### [Stated problem]
Copy the records word for word, starting at the very beginning and ending with the line that contains "top-left (85, 653), bottom-right (110, 688)". Leave the pictures out of your answer.

### [Data provided]
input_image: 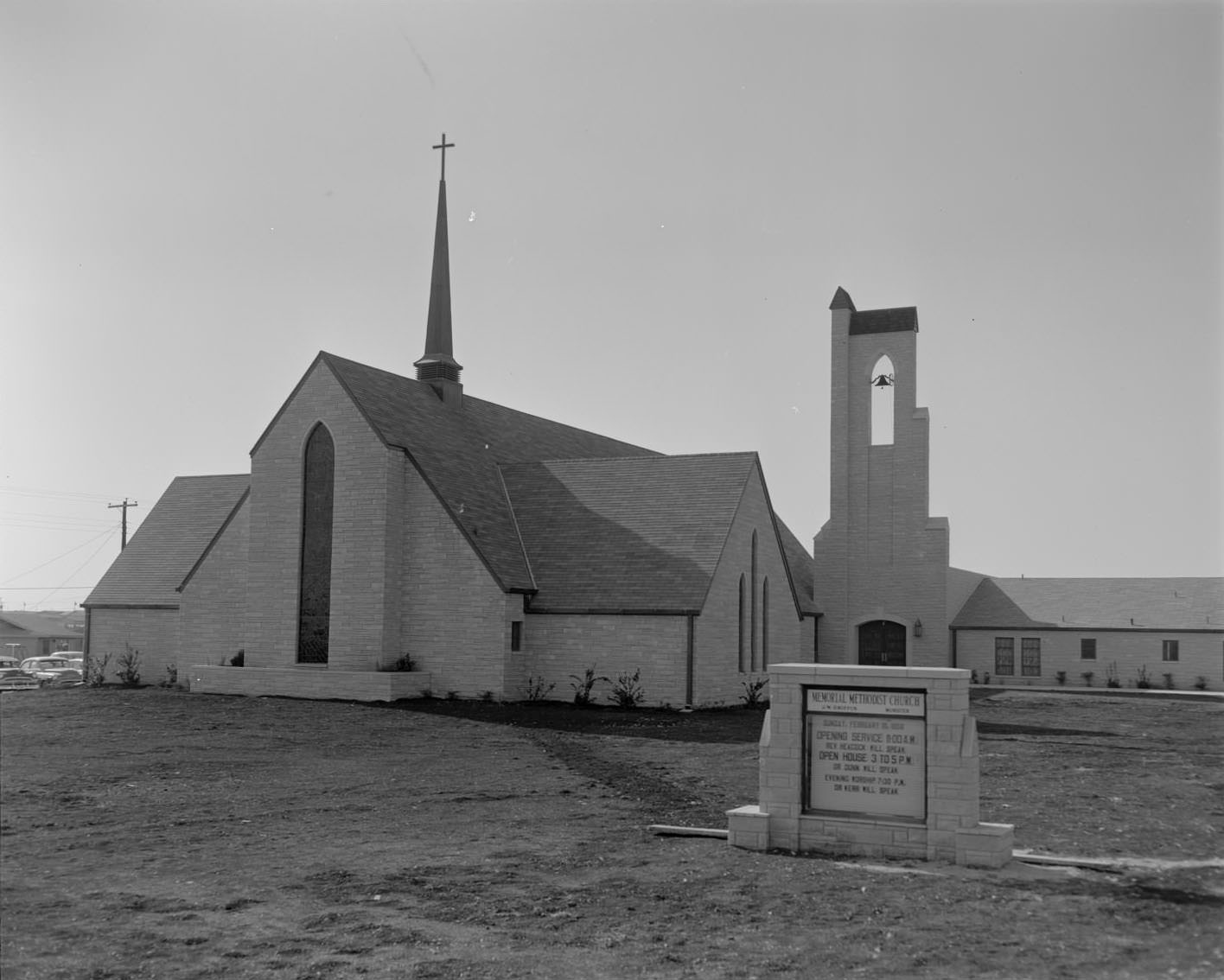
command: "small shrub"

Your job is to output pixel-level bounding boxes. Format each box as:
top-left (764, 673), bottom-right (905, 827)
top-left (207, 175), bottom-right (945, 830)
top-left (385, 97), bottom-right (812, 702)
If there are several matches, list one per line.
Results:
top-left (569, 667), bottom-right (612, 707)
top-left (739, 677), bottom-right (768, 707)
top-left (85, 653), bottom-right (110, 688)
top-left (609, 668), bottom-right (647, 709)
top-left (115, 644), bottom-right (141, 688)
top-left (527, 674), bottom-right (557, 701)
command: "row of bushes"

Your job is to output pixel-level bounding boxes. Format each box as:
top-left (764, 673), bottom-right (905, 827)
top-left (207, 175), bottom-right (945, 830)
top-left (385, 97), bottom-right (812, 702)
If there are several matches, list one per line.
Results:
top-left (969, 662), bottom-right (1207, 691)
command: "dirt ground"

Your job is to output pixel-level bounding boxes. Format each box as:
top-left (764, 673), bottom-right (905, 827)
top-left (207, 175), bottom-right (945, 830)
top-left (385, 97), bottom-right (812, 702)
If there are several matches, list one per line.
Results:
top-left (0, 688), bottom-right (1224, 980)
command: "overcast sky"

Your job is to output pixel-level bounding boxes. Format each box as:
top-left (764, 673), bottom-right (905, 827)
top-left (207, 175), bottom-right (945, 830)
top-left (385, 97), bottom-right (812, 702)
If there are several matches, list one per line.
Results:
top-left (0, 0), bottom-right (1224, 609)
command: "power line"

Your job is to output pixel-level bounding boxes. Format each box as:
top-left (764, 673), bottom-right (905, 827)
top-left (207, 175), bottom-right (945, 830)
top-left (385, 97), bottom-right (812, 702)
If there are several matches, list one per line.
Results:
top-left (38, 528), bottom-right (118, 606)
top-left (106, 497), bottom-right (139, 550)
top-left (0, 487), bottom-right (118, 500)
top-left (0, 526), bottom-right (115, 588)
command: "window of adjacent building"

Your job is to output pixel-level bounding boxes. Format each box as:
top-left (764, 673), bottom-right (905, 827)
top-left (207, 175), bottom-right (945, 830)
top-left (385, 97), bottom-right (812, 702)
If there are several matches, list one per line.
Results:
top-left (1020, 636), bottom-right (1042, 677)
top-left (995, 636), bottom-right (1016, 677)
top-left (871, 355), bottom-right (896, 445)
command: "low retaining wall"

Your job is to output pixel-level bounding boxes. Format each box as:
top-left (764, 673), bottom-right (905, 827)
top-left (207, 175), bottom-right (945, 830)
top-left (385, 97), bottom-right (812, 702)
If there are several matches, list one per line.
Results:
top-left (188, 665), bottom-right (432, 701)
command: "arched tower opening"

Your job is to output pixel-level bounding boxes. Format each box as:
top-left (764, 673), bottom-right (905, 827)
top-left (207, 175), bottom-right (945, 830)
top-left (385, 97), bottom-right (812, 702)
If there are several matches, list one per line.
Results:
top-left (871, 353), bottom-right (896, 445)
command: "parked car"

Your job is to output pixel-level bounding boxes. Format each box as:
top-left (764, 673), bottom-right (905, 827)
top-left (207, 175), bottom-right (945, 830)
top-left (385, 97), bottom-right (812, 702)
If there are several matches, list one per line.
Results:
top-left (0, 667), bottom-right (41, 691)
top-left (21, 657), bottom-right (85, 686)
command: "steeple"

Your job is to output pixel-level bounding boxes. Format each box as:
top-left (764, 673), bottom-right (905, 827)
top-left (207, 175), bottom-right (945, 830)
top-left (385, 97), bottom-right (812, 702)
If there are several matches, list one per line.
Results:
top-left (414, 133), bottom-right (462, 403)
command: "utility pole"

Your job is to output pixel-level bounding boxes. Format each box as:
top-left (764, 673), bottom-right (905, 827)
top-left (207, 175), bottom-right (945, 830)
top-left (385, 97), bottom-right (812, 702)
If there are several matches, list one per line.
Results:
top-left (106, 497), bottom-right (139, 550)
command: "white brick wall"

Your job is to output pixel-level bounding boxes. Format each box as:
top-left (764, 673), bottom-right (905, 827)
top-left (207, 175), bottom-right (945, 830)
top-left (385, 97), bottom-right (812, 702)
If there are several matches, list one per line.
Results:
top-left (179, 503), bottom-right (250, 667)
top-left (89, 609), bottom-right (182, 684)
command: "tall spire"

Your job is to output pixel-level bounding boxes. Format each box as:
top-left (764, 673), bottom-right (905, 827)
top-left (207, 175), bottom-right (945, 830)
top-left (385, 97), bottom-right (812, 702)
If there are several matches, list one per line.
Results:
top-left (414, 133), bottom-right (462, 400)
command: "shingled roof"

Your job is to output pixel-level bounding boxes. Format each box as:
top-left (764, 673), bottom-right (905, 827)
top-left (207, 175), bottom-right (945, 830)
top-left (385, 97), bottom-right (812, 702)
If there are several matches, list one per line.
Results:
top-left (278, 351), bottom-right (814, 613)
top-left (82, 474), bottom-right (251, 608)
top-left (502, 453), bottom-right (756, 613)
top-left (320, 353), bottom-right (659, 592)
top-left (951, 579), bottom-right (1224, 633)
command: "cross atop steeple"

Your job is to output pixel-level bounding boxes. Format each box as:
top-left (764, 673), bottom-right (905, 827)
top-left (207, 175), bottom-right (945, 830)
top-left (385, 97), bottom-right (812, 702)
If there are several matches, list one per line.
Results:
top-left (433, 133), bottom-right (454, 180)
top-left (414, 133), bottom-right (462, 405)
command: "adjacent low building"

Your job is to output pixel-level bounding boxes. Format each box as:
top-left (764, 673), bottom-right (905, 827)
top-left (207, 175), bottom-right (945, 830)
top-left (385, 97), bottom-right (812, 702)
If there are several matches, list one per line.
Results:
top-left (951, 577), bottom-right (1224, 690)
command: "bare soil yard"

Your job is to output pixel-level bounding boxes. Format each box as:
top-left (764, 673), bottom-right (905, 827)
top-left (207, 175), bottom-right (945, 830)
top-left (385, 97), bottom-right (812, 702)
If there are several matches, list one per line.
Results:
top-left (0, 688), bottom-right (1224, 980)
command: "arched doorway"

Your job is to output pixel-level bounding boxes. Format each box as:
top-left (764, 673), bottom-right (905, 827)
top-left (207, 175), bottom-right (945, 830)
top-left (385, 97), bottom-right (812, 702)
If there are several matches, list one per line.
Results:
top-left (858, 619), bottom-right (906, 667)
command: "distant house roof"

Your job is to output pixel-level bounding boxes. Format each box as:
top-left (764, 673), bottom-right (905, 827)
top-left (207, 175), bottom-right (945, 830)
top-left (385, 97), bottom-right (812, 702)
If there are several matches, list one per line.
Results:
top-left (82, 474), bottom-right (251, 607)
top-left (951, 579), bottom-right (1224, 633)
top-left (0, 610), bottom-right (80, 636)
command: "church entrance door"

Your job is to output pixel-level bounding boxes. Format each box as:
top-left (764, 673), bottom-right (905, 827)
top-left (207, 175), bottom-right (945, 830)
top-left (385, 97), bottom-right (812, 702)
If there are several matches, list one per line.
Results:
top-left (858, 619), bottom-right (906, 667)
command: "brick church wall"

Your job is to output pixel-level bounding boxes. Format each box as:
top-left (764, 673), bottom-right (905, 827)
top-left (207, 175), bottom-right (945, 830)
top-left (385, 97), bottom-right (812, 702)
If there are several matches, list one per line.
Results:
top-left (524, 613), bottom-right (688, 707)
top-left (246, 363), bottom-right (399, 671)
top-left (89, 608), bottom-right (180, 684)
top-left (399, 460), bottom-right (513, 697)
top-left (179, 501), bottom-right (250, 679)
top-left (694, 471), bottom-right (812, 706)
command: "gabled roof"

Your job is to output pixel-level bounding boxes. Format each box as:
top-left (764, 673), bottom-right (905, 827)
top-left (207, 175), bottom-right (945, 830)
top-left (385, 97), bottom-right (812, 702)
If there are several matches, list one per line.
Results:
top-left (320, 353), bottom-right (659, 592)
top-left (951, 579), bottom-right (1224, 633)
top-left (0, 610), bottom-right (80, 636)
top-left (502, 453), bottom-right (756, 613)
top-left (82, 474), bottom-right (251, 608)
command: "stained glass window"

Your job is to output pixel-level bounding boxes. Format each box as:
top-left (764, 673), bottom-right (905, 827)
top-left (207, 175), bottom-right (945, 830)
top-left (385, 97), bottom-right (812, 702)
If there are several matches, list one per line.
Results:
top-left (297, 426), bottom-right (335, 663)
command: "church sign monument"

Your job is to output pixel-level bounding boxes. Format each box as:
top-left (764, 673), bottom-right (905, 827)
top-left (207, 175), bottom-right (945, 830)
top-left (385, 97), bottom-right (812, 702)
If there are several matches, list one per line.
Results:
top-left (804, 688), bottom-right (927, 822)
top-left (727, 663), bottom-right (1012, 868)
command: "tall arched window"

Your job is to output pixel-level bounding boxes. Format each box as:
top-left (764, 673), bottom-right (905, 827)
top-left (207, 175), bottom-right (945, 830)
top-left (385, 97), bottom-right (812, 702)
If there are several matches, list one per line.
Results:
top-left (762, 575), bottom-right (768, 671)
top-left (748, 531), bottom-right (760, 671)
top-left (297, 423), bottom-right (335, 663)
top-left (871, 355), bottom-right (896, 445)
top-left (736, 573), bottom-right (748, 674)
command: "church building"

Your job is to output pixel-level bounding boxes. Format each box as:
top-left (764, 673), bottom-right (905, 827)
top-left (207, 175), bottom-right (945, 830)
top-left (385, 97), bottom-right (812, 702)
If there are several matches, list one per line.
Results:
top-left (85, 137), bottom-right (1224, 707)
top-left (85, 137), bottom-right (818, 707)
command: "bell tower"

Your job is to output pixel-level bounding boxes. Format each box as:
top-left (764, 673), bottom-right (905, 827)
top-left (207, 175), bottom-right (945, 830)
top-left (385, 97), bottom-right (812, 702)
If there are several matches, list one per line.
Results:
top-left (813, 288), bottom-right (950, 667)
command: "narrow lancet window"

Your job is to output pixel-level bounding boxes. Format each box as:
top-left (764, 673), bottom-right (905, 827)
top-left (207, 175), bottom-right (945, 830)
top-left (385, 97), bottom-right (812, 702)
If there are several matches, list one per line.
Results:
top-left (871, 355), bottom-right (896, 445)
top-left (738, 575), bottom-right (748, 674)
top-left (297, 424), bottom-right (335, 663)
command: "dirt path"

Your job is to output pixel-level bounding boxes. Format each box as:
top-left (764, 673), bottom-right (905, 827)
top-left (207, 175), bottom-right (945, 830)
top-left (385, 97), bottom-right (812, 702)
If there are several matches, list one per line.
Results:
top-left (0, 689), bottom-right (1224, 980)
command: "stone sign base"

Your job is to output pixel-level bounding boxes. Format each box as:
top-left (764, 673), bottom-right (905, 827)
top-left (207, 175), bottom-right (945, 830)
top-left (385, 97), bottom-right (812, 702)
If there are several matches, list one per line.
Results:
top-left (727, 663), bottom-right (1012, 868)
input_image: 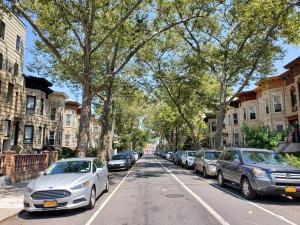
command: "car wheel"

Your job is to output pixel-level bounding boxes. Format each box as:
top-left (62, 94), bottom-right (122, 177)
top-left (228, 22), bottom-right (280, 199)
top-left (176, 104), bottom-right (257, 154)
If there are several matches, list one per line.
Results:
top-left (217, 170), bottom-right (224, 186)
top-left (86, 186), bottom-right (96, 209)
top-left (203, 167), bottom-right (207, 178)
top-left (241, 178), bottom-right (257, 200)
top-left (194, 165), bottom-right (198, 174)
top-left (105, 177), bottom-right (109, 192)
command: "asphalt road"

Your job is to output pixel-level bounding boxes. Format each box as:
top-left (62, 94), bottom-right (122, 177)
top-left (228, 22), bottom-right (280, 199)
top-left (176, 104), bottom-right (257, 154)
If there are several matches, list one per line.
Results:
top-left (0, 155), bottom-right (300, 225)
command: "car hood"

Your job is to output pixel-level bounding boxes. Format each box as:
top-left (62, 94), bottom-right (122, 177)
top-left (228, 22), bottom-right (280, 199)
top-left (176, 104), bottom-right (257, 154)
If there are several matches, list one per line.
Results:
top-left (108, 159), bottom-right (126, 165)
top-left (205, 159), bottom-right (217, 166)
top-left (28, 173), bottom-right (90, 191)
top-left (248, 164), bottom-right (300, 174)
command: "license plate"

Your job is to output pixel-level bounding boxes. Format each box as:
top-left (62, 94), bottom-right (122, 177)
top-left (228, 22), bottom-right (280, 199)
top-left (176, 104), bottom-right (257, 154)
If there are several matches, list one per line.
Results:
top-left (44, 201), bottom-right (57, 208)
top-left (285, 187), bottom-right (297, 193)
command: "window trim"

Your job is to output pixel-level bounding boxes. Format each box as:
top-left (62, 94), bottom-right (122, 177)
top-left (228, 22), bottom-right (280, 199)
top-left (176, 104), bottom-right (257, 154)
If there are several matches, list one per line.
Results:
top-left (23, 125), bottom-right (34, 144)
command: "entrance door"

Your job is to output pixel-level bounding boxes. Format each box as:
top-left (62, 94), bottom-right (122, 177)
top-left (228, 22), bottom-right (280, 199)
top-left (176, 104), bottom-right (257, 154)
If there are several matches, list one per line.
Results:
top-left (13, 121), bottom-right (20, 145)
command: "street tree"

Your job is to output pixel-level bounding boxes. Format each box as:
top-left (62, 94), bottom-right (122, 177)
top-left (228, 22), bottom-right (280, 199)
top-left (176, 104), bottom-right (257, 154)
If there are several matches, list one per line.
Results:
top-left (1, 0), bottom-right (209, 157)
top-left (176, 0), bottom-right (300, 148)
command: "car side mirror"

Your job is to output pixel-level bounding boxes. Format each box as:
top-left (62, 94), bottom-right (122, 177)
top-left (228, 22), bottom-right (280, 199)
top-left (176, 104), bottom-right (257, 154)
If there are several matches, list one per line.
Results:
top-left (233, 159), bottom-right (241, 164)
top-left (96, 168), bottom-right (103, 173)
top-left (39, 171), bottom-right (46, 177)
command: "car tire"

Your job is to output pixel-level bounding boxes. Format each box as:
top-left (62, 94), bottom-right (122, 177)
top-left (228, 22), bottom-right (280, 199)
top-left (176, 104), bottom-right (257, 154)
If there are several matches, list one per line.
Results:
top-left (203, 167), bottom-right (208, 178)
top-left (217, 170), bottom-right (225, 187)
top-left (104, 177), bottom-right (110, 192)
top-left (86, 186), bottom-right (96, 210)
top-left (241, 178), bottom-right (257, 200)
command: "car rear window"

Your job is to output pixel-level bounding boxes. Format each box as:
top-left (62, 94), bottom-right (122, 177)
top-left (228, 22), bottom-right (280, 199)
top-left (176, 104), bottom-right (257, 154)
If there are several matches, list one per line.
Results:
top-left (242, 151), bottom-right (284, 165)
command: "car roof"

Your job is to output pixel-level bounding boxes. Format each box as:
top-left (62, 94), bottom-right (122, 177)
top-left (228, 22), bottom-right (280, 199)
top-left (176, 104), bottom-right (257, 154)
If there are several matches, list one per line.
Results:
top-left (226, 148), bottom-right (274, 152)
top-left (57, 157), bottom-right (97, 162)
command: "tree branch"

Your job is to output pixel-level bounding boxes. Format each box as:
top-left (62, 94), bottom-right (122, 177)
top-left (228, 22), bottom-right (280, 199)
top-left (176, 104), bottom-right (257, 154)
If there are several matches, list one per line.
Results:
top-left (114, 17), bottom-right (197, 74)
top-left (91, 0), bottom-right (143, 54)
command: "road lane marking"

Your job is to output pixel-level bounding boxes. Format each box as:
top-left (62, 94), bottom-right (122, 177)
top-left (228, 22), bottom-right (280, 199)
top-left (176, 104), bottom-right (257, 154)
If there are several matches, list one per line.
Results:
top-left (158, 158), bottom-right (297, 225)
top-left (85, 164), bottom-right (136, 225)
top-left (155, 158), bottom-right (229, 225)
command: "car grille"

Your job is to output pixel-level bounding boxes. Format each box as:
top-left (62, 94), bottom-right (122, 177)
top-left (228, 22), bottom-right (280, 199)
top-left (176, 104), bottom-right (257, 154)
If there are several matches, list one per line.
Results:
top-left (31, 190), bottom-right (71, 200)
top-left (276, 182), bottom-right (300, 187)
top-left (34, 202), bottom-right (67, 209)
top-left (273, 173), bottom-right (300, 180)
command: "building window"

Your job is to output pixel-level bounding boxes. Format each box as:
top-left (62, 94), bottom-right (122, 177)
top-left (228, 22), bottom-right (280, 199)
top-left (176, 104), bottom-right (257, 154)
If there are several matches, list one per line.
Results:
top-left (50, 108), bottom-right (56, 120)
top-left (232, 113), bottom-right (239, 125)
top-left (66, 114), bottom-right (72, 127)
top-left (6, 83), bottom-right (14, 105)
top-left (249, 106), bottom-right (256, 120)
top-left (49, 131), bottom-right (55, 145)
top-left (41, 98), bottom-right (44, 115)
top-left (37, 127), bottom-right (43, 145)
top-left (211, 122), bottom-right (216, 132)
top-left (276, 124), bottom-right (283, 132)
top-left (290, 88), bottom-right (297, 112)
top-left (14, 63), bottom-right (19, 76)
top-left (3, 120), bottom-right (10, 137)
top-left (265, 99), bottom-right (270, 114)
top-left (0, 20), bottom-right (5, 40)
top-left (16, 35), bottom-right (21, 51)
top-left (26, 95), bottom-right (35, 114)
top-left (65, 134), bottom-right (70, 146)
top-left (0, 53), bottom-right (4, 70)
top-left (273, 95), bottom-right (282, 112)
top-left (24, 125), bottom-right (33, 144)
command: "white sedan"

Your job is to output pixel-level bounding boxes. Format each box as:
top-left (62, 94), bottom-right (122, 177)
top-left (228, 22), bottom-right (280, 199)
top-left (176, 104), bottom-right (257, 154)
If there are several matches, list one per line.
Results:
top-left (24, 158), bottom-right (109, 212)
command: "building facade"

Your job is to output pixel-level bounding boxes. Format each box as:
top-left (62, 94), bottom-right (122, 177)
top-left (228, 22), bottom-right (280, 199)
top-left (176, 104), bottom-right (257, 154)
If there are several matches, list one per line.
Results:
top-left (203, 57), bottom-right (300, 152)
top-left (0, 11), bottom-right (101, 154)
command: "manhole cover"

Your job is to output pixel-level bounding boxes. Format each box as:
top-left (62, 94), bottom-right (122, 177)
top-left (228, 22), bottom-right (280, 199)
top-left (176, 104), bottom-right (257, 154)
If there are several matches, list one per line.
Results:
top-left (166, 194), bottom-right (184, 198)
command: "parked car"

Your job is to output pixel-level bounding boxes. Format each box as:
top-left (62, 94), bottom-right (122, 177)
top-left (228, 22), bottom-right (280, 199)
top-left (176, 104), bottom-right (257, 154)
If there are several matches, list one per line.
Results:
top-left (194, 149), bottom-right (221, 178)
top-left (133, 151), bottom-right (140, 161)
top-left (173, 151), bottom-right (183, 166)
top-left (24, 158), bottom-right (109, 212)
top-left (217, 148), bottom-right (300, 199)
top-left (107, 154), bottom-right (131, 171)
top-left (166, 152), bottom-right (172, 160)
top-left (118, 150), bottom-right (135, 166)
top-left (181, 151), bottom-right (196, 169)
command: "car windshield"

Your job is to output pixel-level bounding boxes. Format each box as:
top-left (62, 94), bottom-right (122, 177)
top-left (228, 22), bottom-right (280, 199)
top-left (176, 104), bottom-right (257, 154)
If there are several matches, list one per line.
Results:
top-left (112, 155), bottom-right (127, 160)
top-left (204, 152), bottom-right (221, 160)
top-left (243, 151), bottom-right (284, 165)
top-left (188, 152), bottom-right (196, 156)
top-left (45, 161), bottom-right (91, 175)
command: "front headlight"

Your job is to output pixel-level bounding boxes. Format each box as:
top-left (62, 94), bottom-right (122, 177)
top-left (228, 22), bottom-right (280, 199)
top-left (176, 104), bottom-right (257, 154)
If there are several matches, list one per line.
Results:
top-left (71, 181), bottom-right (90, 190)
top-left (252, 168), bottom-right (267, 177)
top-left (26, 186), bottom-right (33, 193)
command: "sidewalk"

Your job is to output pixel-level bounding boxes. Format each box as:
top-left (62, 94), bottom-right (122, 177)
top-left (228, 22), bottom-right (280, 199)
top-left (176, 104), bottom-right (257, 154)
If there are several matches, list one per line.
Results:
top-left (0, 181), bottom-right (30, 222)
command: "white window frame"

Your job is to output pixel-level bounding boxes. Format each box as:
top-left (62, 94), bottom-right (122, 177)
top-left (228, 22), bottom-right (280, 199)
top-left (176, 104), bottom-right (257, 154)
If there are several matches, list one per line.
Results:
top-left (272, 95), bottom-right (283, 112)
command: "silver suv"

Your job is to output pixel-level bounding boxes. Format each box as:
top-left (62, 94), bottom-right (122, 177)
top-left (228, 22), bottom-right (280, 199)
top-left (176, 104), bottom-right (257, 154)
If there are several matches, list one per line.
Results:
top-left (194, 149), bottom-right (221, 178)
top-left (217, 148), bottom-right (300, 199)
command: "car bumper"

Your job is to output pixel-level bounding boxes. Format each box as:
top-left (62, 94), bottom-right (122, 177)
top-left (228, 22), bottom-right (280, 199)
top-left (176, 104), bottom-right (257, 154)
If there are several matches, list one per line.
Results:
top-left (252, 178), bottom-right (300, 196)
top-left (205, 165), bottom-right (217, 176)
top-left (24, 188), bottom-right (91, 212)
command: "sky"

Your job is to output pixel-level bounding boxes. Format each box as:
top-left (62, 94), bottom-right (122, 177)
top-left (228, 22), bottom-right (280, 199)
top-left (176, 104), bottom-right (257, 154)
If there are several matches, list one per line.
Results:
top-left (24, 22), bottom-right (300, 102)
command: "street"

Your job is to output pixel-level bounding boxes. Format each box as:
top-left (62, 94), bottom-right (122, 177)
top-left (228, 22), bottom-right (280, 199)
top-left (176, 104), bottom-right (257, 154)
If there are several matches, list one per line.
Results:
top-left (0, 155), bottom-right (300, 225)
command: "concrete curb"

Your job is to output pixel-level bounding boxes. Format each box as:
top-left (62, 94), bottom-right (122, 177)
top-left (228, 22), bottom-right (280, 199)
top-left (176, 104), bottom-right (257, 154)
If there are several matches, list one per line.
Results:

### [Exercise response]
input_image: 
command: "small shrub"

Your job is to output pixel-level bounding boxes. Format each box as:
top-left (764, 673), bottom-right (905, 827)
top-left (207, 175), bottom-right (945, 830)
top-left (385, 97), bottom-right (812, 702)
If there are several matches, list one per line.
Results:
top-left (569, 667), bottom-right (612, 707)
top-left (739, 677), bottom-right (768, 707)
top-left (85, 653), bottom-right (110, 688)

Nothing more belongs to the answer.